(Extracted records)
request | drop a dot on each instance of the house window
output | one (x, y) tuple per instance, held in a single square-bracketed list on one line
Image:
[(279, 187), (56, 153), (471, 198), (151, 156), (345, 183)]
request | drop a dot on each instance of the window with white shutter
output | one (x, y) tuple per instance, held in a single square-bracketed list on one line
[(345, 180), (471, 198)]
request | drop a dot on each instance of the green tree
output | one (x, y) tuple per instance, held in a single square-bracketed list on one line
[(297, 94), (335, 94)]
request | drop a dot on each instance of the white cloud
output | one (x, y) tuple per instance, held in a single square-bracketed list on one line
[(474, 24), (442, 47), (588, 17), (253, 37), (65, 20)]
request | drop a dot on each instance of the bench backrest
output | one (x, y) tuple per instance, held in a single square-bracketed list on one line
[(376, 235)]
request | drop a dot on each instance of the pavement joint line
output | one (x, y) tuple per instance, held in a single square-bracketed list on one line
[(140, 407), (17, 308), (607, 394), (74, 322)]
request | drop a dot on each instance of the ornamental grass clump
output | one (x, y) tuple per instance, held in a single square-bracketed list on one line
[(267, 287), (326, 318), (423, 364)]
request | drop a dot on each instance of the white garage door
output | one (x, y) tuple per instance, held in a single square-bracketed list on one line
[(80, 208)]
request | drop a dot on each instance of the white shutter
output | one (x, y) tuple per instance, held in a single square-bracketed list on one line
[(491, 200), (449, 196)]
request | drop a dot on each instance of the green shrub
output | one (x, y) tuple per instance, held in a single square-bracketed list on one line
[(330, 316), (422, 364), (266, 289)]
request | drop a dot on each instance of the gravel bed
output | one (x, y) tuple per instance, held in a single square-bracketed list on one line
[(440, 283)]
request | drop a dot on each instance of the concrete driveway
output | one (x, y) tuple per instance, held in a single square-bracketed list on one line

-- EXERCISE DESCRIPTION --
Retype the records above, but only those lines that fall between the line containing "request | drop a dot on each instance of the bench" and the line containing "request | drop a dot on each instance of the pavement", with both of those lines included, exactly as written.

-- RESULT --
request | drop a dot on each instance of the bench backrest
output | one (x, y) tuple per instance, held in a single square-bracketed list on one line
[(376, 235)]
request | drop a dot on each instance of the pavement joint line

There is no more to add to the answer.